[WORK TO DO] Please rewrite all of the material below, changing "shelf-audit record" to "site-inventory record" wherever it occurs and leaving everything else unchanged.
⟨
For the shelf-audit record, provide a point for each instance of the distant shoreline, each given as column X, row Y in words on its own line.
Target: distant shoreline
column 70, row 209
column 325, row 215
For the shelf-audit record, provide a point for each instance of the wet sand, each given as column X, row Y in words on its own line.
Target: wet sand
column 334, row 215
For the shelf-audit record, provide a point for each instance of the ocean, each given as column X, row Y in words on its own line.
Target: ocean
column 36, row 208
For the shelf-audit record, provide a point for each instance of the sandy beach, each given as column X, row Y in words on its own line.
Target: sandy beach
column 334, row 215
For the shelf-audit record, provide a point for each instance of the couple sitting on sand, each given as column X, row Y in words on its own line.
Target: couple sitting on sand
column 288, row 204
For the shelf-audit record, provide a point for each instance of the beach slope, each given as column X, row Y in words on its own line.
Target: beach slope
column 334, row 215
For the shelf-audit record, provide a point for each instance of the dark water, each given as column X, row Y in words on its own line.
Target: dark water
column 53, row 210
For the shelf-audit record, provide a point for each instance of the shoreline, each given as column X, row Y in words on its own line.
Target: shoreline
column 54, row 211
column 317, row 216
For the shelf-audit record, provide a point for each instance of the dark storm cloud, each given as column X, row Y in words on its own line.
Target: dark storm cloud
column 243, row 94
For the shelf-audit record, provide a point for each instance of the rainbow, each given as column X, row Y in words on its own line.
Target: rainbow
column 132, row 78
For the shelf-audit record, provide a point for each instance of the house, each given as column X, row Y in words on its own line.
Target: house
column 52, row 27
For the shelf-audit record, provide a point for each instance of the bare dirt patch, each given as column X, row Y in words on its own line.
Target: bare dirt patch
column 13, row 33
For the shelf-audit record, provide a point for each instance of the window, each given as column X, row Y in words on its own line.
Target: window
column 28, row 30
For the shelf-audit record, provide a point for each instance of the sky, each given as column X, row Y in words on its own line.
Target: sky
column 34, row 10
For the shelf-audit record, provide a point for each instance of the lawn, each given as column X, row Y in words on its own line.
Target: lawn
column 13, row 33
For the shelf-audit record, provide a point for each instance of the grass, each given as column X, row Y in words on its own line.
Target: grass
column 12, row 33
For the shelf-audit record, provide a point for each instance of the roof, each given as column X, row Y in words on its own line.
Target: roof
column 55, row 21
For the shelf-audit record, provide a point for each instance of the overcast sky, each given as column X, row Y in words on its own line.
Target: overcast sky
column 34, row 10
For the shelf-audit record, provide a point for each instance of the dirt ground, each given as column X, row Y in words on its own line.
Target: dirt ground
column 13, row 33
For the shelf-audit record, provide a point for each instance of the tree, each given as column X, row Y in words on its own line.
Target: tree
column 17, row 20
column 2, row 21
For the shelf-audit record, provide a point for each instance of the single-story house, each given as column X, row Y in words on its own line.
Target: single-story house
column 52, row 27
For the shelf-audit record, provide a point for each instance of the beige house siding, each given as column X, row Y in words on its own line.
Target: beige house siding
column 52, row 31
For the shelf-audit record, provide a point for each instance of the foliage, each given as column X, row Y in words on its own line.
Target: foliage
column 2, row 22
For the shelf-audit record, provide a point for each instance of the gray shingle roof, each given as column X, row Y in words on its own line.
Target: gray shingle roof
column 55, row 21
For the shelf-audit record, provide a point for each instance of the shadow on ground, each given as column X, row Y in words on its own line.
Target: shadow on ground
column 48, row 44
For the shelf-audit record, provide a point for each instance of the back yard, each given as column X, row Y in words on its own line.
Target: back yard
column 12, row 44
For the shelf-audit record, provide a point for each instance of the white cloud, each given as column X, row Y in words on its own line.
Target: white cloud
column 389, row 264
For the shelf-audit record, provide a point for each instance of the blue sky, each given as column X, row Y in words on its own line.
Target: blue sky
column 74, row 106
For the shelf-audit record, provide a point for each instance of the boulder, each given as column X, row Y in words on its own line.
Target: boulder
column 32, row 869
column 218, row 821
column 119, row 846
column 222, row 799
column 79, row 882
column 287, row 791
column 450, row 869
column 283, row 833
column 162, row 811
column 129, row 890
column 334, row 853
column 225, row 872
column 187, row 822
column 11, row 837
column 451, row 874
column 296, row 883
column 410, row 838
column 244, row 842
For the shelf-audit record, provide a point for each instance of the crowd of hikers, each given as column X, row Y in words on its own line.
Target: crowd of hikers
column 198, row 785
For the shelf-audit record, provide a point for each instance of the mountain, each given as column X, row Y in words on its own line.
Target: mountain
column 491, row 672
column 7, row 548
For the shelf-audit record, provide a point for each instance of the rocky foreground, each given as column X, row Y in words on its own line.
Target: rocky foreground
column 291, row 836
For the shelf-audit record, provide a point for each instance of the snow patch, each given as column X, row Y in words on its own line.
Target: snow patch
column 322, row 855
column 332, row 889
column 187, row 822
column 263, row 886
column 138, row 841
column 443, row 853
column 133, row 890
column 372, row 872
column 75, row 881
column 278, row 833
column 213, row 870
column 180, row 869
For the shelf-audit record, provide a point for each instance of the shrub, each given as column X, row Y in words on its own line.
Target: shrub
⟩
[FINAL ANSWER]
For the site-inventory record, provide a point for each instance of the distant shoreline, each given as column X, row Y in words on its own line.
Target: distant shoreline
column 70, row 209
column 325, row 215
For the site-inventory record, provide a point for each instance of the wet sand, each given as column X, row Y in words on its own line.
Target: wet sand
column 334, row 215
For the site-inventory record, provide a point for each instance of the ocean, each given as column X, row Y in words on its own line.
Target: ocean
column 36, row 208
For the site-inventory record, provide a point for each instance of the sandy beach, each given as column X, row Y in words on its own line.
Target: sandy beach
column 334, row 215
For the site-inventory record, provide a point for each instance of the couple sitting on sand, each given as column X, row Y in words on its own line.
Target: couple sitting on sand
column 288, row 204
For the site-inventory record, provide a point for each instance of the beach slope, each given as column X, row Y in words on its own line.
Target: beach slope
column 334, row 215
For the site-inventory record, provide a point for each instance of the dark water, each given as column X, row Y in words on its own line.
Target: dark water
column 53, row 210
For the site-inventory record, provide a point for each instance of the shoreline, each given as column X, row Y in words on its own line.
Target: shoreline
column 54, row 211
column 317, row 216
For the site-inventory record, provide a point for each instance of the dark storm cloud, each given as column X, row Y in words on its own line.
Target: dark storm cloud
column 243, row 94
For the site-inventory record, provide a point for each instance of the rainbow, each given as column X, row Y in words on its own line.
Target: rainbow
column 132, row 78
For the site-inventory record, provide a point for each instance of the house, each given as column X, row Y in words on its own line.
Target: house
column 52, row 27
For the site-inventory record, provide a point for each instance of the bare dirt patch, each given as column X, row Y in words on its own line.
Target: bare dirt patch
column 13, row 33
For the site-inventory record, provide a point for each instance of the window, each given as column X, row Y in words on its own line.
Target: window
column 28, row 30
For the site-inventory record, provide a point for each instance of the sky, each given as column X, row Y in words on its own line.
Target: sky
column 34, row 10
For the site-inventory record, provide a point for each instance of the lawn, each given as column X, row Y in words on its own line.
Target: lawn
column 13, row 33
For the site-inventory record, provide a point for each instance of the grass, each given as column X, row Y in words on its own line.
Target: grass
column 12, row 33
For the site-inventory record, provide a point for each instance of the roof, each given as column X, row Y in words on its own line.
Target: roof
column 55, row 21
For the site-inventory record, provide a point for each instance of the overcast sky, each given as column X, row Y in words on its own line.
Target: overcast sky
column 34, row 10
For the site-inventory record, provide a point for each instance of the dirt ground, each given as column X, row Y in words on its own line.
Target: dirt ground
column 13, row 33
For the site-inventory record, provide a point for each instance of the tree, each given as column X, row Y in words on its own line.
Target: tree
column 17, row 20
column 2, row 21
For the site-inventory record, provide a point for each instance of the single-story house, each given as column X, row Y in words on its own line.
Target: single-story house
column 52, row 27
For the site-inventory record, provide a point for each instance of the beige house siding, each given as column X, row Y in words on its own line.
Target: beige house siding
column 52, row 31
For the site-inventory record, provide a point for each instance of the foliage, each given as column X, row Y in words on its own line.
Target: foliage
column 2, row 22
For the site-inventory record, provide a point for each instance of the gray shingle roof, each given as column X, row Y in words on its own line.
Target: gray shingle roof
column 55, row 21
For the site-inventory record, provide a point for each instance of the shadow on ground, each given as column X, row Y in words on its own line.
Target: shadow on ground
column 48, row 44
For the site-inventory record, provide a point for each instance of the back yard, each given as column X, row Y in words on its own line.
Target: back yard
column 12, row 44
For the site-inventory record, provide a point for each instance of the white cloud, each given as column X, row Y in words on its own line.
Target: white cloud
column 389, row 264
For the site-inventory record, provide a point for each instance of the blue sky, each given as column X, row Y in words on its own line.
Target: blue sky
column 74, row 106
For the site-inventory record, provide a point for each instance of the boulder, each given as column X, row Y in words on its own line.
Target: boulder
column 32, row 869
column 218, row 821
column 119, row 846
column 222, row 799
column 79, row 882
column 287, row 791
column 450, row 869
column 283, row 833
column 162, row 811
column 129, row 890
column 334, row 853
column 225, row 872
column 187, row 822
column 11, row 837
column 451, row 874
column 296, row 883
column 410, row 838
column 244, row 842
For the site-inventory record, provide a point for each instance of the crowd of hikers, each given as column X, row Y in words on its own line.
Target: crowd of hikers
column 198, row 785
For the site-inventory record, provide a point for each instance of the mountain, each given as column X, row Y in words on its own line.
Target: mountain
column 491, row 672
column 7, row 548
For the site-inventory record, provide a point for each instance of the rocky foreground, each given as column X, row Y in words on its own line.
Target: rocky foreground
column 291, row 836
For the site-inventory record, provide a point for each instance of the snow patch, each given as column X, row Y in words on its own line.
Target: snow patch
column 322, row 855
column 332, row 889
column 187, row 822
column 263, row 886
column 138, row 841
column 443, row 853
column 133, row 890
column 372, row 872
column 75, row 881
column 278, row 833
column 213, row 870
column 180, row 869
For the site-inventory record, provide a point for each instance of the shrub, each given as column X, row Y in words on its own line.
Target: shrub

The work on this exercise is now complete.